_Using the information_
1. Answer these questions using the Andy McCune biography.
(a) From which high school did McCune graduate, and in what year?
(b) For which viral app is Beta Labs best known?
(c) Which company acquired Earth Media?
2. Carry on the Andy McCune biography from the point where it ends.
── Source document ──
- Born: 1995 (age 30–31) United States
- Citizenship: American
- Education: San Diego State University (dropped out)
- Occupation: Business executive

= Andy McCune =

Founder of Unfold

Andy McCune (born 1995) is an American entrepreneur and creative director. He is the founder and CEO of Cosmos, a visual search engine.

He also co-founded Unfold, which was acquired by Squarespace, and Earth Media, which was acquired by Seed Health. He co-founded Galerie Was, a contemporary design gallery.

== Early life and education ==
McCune was raised in the Seattle area and Spokane, Washington, where he graduated from Joel E. Ferris High School in 2014. He studied at San Diego State University before dropping out in 2015 to move to New York to create The Blu Market, an advertising technology company.

== Career ==
In 2016, McCune founded Beta Labs, a consumer applications studio best known for the viral app Top 9.

In October 2017, McCune joined Unfold as a co-founder, after Alfonso Cobo reached out. Unfold was used by such celebrities as Kim Kardashian, Camila Cabello, Selena Gomez, and more, and has been downloaded more than 60 million times. Squarespace acquired the company in 2019.
───
── Supplied material ──
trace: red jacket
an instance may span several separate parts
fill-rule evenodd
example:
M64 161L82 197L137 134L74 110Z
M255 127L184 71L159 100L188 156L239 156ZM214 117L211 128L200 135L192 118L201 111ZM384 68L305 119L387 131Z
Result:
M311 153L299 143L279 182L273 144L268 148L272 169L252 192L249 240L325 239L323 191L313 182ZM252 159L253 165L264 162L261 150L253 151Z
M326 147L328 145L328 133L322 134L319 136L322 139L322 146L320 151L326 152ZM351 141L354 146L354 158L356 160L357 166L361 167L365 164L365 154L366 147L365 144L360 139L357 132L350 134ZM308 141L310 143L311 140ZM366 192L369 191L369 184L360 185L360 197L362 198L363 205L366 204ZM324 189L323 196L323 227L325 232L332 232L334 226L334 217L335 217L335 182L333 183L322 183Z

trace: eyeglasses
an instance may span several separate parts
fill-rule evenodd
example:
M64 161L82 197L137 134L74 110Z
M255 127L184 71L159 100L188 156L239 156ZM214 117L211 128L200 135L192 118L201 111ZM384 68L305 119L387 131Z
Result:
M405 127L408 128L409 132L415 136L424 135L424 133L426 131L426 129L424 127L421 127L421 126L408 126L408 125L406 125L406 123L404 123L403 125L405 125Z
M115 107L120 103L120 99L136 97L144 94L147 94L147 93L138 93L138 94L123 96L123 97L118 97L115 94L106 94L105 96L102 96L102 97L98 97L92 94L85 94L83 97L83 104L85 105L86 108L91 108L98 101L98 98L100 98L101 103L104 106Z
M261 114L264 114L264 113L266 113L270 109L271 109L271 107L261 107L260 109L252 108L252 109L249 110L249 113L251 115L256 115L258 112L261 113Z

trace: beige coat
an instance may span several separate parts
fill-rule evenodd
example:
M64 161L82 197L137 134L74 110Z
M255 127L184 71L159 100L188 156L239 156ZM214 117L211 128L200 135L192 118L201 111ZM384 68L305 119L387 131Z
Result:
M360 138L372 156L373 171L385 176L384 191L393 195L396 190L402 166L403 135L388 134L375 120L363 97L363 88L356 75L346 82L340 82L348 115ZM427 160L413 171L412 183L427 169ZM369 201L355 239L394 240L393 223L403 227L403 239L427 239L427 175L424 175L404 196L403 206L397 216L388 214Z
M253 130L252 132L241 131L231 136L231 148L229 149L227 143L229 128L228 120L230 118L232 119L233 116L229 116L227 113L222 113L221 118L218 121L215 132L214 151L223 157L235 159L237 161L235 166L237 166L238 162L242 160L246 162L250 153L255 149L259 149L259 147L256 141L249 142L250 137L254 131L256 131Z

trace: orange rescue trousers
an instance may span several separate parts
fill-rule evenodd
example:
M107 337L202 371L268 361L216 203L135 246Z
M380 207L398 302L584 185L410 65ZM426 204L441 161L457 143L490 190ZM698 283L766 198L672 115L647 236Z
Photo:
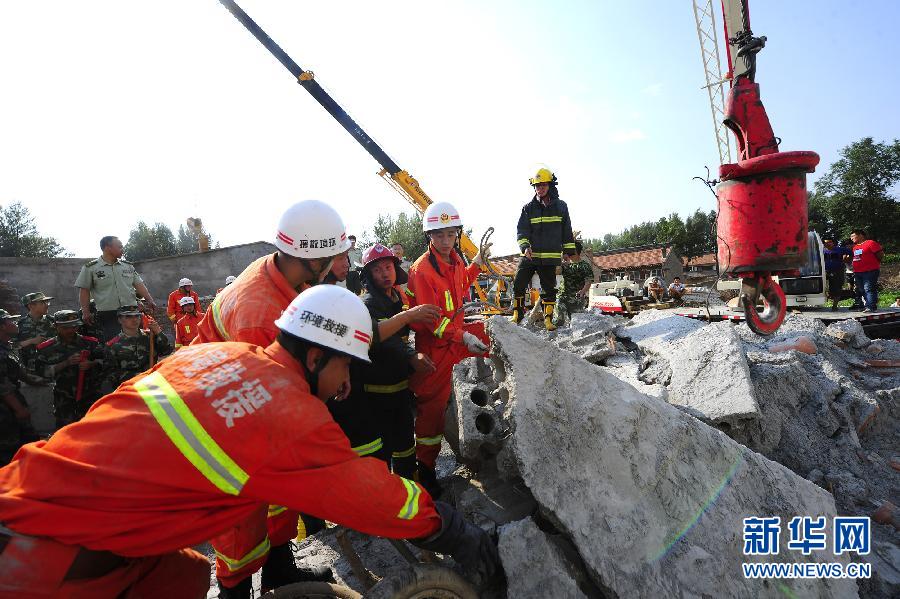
───
_Your responses_
1.
(a) Joel E. Ferris High School, in 2014.
(b) Top 9.
(c) Seed Health.

2.
In 2021, McCune founded Cosmos. Originally a side project with co-founder Luca Marra, the company describes itself as a “discovery search engine for creatives.” The company raised a $6 million seed round from Google Ventures and Accel.

In 2023, McCune co-founded Galerie Was, a vintage furniture and design gallery in Manhattan. The gallery opened during New York Design Week.

In 2026, Cosmos raised a $15 million Series A from Shine Capital and Matrix Partners.

McCune has invested in a number of startups, including Cometeer Coffee and Superpower.

== Recognition ==
He was on the Forbes 30 Under 30 2019 list.

== Personal life ==
McCune is based in New York City. He has homes in Tribeca and Bridgehampton.